» Given task:
Pick out every line below that contains the word "dirt" and copy each one in full. Case counts.

» Given records:

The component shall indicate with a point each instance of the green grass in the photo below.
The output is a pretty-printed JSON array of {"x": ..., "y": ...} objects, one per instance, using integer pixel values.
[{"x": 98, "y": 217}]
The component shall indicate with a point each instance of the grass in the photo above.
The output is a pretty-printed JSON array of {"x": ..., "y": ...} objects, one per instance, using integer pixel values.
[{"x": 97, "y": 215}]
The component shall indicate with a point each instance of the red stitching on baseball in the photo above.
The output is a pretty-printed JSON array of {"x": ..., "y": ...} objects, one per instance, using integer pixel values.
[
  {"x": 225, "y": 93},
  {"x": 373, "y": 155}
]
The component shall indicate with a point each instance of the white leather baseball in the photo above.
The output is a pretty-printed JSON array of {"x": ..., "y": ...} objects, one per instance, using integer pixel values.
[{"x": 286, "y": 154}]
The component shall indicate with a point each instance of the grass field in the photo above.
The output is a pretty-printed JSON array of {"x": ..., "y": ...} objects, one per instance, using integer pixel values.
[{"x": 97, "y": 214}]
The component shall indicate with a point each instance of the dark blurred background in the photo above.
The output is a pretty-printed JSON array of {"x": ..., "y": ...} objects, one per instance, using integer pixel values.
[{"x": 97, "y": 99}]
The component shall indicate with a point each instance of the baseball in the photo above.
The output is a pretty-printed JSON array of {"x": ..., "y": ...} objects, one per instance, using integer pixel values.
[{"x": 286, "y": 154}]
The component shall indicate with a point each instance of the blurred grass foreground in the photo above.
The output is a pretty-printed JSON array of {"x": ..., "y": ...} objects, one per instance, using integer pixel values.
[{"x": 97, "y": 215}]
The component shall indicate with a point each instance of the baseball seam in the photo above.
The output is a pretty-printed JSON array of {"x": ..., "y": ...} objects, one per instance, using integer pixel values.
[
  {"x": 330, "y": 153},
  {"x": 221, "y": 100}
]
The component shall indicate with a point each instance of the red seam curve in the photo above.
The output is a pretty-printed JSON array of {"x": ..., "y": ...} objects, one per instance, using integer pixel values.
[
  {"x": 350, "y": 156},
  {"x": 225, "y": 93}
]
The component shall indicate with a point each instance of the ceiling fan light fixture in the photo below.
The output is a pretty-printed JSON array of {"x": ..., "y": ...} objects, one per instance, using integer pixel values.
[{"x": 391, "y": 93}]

* * *

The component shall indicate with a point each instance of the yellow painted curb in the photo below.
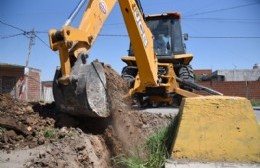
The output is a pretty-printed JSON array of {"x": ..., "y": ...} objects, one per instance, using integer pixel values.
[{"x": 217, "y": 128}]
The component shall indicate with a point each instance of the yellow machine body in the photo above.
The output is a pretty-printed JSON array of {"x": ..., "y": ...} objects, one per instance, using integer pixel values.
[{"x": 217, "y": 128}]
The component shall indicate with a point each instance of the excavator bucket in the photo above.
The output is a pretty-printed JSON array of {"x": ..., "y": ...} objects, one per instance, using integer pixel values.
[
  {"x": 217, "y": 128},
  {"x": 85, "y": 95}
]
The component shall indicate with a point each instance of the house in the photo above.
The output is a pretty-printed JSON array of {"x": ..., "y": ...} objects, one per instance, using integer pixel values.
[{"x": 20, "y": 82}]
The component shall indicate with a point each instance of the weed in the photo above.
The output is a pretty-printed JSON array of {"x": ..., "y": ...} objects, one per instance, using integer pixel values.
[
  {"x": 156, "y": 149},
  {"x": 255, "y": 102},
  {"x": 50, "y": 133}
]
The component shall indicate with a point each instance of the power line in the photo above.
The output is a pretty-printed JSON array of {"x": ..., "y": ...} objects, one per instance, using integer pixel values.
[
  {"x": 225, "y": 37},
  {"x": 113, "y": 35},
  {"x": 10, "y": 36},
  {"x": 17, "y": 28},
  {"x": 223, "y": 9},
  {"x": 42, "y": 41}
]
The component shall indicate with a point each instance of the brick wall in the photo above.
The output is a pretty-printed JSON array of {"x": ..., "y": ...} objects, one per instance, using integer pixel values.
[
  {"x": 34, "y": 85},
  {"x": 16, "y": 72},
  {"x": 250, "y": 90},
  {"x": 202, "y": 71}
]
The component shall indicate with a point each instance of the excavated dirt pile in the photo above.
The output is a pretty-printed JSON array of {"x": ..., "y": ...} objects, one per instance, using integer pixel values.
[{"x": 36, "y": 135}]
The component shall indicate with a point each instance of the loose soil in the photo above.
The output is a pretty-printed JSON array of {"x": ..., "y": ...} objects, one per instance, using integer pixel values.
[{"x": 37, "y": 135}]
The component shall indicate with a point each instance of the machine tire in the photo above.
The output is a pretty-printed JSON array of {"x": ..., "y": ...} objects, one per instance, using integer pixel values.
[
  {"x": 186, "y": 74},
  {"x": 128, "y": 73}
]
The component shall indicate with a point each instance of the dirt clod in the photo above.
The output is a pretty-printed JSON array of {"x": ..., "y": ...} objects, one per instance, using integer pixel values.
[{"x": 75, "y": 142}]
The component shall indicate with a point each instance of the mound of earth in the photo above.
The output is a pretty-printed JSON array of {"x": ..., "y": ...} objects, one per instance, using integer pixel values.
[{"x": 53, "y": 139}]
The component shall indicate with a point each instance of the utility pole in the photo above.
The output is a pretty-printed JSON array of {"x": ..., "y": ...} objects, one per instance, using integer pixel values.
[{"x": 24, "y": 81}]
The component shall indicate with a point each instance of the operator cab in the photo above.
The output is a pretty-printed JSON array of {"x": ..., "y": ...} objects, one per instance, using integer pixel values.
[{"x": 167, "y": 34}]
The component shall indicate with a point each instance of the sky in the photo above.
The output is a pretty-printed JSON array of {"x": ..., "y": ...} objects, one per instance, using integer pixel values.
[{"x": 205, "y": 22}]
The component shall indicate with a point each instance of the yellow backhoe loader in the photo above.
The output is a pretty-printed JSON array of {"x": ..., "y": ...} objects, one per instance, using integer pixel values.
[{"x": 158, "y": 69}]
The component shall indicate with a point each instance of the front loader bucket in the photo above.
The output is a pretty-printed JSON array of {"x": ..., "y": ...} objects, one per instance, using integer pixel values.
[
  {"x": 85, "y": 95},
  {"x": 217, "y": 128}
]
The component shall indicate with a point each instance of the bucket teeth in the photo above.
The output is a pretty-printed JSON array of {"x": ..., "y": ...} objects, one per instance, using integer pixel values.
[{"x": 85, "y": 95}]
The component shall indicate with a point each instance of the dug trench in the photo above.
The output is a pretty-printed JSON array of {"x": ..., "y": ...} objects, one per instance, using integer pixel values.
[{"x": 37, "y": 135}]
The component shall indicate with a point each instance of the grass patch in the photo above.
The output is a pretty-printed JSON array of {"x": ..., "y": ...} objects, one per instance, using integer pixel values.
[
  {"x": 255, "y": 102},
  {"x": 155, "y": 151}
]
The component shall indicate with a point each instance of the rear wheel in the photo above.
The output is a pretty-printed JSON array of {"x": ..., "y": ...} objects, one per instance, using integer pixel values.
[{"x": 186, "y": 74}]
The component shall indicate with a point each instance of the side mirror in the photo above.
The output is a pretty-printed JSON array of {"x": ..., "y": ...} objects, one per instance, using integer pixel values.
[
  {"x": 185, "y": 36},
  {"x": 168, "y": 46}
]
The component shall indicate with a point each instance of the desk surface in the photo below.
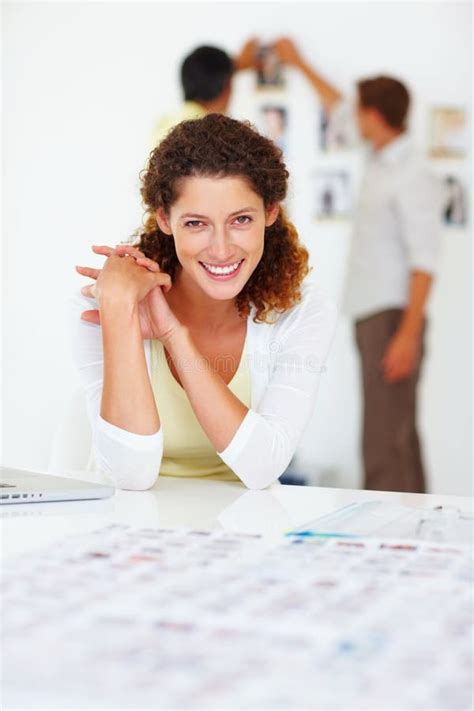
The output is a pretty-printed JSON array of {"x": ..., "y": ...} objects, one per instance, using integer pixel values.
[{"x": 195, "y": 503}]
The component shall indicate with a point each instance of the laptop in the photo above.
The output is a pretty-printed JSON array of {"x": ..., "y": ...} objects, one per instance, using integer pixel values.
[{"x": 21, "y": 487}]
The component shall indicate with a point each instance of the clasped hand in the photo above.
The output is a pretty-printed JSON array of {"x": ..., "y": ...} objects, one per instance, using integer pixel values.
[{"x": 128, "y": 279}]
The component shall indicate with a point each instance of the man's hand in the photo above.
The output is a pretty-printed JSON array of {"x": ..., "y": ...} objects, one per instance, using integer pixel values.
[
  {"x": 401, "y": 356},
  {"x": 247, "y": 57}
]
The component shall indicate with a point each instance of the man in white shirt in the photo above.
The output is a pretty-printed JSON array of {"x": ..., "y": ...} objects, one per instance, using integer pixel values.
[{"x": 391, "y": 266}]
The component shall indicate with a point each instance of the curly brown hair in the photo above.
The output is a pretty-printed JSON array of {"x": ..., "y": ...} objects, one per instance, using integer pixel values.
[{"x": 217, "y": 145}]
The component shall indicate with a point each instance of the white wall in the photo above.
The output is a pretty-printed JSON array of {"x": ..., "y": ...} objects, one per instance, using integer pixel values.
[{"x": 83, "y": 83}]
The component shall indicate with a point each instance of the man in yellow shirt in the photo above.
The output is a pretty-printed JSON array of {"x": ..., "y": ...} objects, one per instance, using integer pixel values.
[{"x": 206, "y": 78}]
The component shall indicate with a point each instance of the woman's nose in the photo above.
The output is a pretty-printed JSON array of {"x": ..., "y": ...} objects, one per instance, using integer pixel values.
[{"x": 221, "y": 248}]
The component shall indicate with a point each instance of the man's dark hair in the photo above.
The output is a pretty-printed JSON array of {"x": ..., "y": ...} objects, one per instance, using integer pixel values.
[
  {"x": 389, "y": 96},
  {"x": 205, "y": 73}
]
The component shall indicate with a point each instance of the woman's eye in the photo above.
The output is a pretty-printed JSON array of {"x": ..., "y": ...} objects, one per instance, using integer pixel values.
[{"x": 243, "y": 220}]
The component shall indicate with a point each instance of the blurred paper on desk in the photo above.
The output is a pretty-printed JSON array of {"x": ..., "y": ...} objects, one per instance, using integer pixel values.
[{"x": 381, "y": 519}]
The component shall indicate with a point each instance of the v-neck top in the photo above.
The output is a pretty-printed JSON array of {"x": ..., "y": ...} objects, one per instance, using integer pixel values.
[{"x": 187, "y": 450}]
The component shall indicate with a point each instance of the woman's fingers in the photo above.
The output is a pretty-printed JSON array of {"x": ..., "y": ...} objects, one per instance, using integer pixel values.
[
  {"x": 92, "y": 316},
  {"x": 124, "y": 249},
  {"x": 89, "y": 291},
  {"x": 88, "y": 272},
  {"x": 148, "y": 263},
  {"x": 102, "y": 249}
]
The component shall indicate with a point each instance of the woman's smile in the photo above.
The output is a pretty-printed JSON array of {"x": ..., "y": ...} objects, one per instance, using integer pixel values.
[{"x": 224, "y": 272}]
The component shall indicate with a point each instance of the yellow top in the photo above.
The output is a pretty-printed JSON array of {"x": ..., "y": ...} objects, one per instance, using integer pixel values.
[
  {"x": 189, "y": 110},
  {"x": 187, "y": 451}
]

» Response below:
The component shall indicate with a point each instance of the excavated dirt pile in the photo above.
The component shall indicate with a point each instance of the dirt clod in the photo above.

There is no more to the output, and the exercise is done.